▶ **Arbeitsauftrag**
Gib aus dem nachfolgenden Auszug über Verzweiflung und Thoreau den Abschnitt zwischen „Denkt ihr, dass“ und „Leben zu rufen.“ einschließlich wortgetreu aus.

▶ **Ausgewählter Auszug**
┌────────

Ich kann nicht bestätigen, dass er psychische Krankheiten als ein Luxusproblem bezeichnet. Er spricht viel eher von solchen, die unzufrieden sind mit ihrer Situation und ihr Problem nach außen projizieren.
Was allerdings ein echtes Problem ist, das sind die heutigen Möglichkeiten für Depressive, sich mit anderen in ihrer Situation zu vernetzen und sich gegenseitig in ihrer Sicht zu bestätigen, ja diese Sicht sogar dadurch zu verstärken, so dass sie gefährlich wird.
Ich habe gestern Abend eine Doku in der ARD ertragen müssen, die mir eine neue Welt eröffnet hat, eine schreckliche Welt, so dass das ZDF diese Doku nur mit Altersnachweis im Netz anbietet. In der ARD ist sie noch frei zu sehen:
 
Ich würde festhalten: Keinem Menschen ist Verzweiflung fremd.

Wie viel Raum sie in einem Lebensentwurf einnimmt, dürfte jedoch unterschiedlich sein.
 
The mass of men lead lives of quiet desperation

Henry David Thoreau

Denkt ihr, dass das stimmt? Leben wirklich die meisten Menschen in einer stillen Verzweiflung, die sie vor ihren Mitmenschen verbergen? Oder hat Thoreau hier vielleicht von sich selbst auf andere geschlossen?

Schöne Einstiegsgedanken -- jedoch halte ich sie in Bezug auf Thoreau verfehlt. Es geht bei ihm nicht um die "meisten Menschen" sondern um den "Massenmenschen" - zumindest wage ich das zu behaupten nachdem ich Walden gelesen habe und seine Tagebücher. Auffällig ist bei Thoreau, dass er sehr kritisch Menschen gegenüber war, die ihr Leben nicht selbst in die Hand nehmen wollten und all die ungünstigen Abhänigkeitsverhältnisse aufzuzeigen versuchte, die den Massenmenschen dazu antreiben, ein Leben aus "Kaufverträgen" abzuschließen um möglichst abgesichert zu sein, aber letztendlich sich alle Möglichkeiten zu verbauen, um wenigsten ein klein wenig Autarkie ins eigene Leben zu rufen.
Aus dem Grund, entschied er sich auch, 2 Jahre mit Hilfe von Emerson, möglichst selbständig zu leben und für sich zu sorgen.

└────────

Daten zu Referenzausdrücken
┌────────

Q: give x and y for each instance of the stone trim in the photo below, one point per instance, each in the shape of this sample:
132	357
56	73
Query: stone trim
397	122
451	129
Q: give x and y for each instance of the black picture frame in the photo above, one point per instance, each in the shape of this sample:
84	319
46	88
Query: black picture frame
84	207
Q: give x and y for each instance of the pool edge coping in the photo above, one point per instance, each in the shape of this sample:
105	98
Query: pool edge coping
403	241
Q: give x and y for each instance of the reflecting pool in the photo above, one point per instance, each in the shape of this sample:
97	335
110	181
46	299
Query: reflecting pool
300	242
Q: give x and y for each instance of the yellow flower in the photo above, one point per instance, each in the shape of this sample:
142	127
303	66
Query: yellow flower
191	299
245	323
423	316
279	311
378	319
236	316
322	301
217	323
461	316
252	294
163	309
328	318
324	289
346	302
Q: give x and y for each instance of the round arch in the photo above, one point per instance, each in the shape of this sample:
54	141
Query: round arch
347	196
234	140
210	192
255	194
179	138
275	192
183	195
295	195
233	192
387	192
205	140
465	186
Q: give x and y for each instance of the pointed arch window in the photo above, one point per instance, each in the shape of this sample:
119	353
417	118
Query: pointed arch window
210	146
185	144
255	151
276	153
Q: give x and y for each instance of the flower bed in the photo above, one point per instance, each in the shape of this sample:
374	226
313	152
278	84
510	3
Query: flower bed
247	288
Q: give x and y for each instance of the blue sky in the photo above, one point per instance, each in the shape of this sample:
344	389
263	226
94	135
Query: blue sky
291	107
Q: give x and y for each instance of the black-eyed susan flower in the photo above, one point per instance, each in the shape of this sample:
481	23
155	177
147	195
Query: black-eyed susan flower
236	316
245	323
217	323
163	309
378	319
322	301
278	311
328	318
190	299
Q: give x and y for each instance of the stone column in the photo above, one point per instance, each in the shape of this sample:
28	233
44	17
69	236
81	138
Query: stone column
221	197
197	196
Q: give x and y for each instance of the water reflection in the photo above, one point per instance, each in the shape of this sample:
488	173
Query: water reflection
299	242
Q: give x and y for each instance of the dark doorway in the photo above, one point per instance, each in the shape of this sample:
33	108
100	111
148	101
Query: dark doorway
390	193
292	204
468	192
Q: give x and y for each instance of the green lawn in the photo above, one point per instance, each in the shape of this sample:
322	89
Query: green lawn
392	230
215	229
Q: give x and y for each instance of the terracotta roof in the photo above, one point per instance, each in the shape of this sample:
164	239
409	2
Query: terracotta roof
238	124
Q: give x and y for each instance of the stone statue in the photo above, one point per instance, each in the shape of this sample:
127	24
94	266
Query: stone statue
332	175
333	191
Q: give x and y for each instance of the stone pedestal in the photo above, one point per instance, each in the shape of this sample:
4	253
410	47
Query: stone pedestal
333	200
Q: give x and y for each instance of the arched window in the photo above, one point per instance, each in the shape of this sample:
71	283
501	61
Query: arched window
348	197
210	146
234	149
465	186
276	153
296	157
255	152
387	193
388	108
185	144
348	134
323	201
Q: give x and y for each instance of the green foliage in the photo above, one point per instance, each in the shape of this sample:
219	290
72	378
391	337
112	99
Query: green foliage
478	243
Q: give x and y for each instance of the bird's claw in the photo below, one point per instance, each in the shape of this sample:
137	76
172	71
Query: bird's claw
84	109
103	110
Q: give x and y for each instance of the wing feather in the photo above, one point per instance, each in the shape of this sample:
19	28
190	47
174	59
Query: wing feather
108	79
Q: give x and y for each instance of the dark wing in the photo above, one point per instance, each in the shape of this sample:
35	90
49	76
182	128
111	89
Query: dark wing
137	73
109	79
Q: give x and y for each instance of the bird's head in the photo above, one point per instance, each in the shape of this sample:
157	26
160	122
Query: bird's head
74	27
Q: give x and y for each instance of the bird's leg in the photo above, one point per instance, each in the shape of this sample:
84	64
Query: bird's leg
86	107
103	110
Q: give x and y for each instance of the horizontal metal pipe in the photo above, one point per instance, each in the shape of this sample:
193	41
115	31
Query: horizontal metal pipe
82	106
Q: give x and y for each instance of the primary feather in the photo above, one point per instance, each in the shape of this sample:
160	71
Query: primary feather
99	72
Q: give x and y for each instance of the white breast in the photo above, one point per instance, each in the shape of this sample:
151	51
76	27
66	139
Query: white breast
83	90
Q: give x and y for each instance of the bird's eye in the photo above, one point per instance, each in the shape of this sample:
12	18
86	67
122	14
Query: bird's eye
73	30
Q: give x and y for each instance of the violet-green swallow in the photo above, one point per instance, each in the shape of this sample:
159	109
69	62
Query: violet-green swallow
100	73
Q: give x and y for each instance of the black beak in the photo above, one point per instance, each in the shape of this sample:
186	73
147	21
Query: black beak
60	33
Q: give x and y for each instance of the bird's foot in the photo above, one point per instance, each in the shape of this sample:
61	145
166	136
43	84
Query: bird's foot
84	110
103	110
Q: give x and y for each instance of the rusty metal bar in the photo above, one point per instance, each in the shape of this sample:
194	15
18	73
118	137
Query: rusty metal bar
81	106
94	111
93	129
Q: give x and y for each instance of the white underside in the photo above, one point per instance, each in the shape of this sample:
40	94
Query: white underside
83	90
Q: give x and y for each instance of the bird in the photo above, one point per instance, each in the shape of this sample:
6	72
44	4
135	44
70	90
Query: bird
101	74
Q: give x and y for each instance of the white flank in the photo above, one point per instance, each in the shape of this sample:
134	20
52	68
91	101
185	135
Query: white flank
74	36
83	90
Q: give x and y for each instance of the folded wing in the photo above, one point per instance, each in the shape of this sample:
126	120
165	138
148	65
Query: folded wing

└────────

▶ **Antwort unten**
Denkt ihr, dass das stimmt? Leben wirklich die meisten Menschen in einer stillen Verzweiflung, die sie vor ihren Mitmenschen verbergen? Oder hat Thoreau hier vielleicht von sich selbst auf andere geschlossen?

Schöne Einstiegsgedanken -- jedoch halte ich sie in Bezug auf Thoreau verfehlt. Es geht bei ihm nicht um die "meisten Menschen" sondern um den "Massenmenschen" - zumindest wage ich das zu behaupten nachdem ich Walden gelesen habe und seine Tagebücher. Auffällig ist bei Thoreau, dass er sehr kritisch Menschen gegenüber war, die ihr Leben nicht selbst in die Hand nehmen wollten und all die ungünstigen Abhänigkeitsverhältnisse aufzuzeigen versuchte, die den Massenmenschen dazu antreiben, ein Leben aus "Kaufverträgen" abzuschließen um möglichst abgesichert zu sein, aber letztendlich sich alle Möglichkeiten zu verbauen, um wenigsten ein klein wenig Autarkie ins eigene Leben zu rufen.